= The task =
Print each record exactly, with no word added or removed.

Saved entries:
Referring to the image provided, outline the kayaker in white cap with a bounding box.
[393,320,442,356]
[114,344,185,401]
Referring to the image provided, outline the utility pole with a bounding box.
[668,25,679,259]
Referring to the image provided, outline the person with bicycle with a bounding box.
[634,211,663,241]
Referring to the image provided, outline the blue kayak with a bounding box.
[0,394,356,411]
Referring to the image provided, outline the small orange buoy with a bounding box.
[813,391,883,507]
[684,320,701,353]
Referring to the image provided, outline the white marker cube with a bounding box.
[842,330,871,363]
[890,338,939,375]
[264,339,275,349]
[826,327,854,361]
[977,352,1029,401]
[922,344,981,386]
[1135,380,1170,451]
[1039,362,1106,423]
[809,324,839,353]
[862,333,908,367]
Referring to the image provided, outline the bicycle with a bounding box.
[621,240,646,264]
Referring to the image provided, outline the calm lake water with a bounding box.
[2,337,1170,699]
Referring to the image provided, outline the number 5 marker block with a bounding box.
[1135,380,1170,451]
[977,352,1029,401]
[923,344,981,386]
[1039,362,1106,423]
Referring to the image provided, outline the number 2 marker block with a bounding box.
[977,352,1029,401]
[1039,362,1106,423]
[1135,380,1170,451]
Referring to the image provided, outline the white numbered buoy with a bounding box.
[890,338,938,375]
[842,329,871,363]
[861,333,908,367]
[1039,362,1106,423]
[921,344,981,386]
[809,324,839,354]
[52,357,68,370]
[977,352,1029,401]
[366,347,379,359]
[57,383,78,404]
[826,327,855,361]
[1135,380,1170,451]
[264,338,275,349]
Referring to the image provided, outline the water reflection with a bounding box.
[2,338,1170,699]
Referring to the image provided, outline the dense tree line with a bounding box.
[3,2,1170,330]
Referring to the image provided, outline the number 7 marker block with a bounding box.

= Answer space =
Referring to the image provided, outline the kayaker in white cap with a bounding box.
[393,320,442,356]
[114,344,185,401]
Referring to the image provided, outline the utility pole with a bounding box.
[668,25,679,259]
Referring to the image provided, outline the person with bicycle with a bounding box.
[634,211,663,241]
Referring to the image provided, outline the blue kayak with a bounding box.
[0,394,356,411]
Referring to the image provided, outline the small orange buoy with a bounding box.
[813,391,883,507]
[684,320,701,353]
Referring to the image provided, outline the white marker cube with a bounding box.
[842,330,871,363]
[890,338,939,375]
[264,339,275,349]
[826,327,854,361]
[977,352,1029,401]
[922,344,981,386]
[1135,380,1170,451]
[1039,362,1106,423]
[809,324,839,353]
[862,333,908,367]
Referring to the image provided, outline the bicycle with a bounding box.
[621,240,646,264]
Referring to the image provided, outline the calm lake water with a bounding box.
[2,337,1170,699]
Referring to the image provided, outline the number 5 marker block with a bounding box.
[1135,380,1170,451]
[977,352,1029,401]
[923,344,981,386]
[1039,362,1106,423]
Referring to the image provided, outline the number 2 marker block with a bounding box.
[977,352,1029,401]
[1039,362,1106,423]
[1135,380,1170,451]
Referring to the image provided, outline the white numbered buoy with a bounding box.
[890,338,938,375]
[842,329,871,363]
[861,333,908,367]
[1039,362,1106,423]
[921,344,981,386]
[809,324,839,354]
[52,357,68,370]
[977,352,1029,401]
[366,347,379,359]
[57,383,78,404]
[826,327,855,361]
[1135,380,1170,451]
[264,338,275,349]
Referring to the image provided, outline the water reflection with a bounding box.
[2,338,1170,699]
Referring to the image provided, outline the dense tree line with a bounding box.
[3,2,1170,330]
Referring to the image provided, outline the number 7 marker block with a bounding box.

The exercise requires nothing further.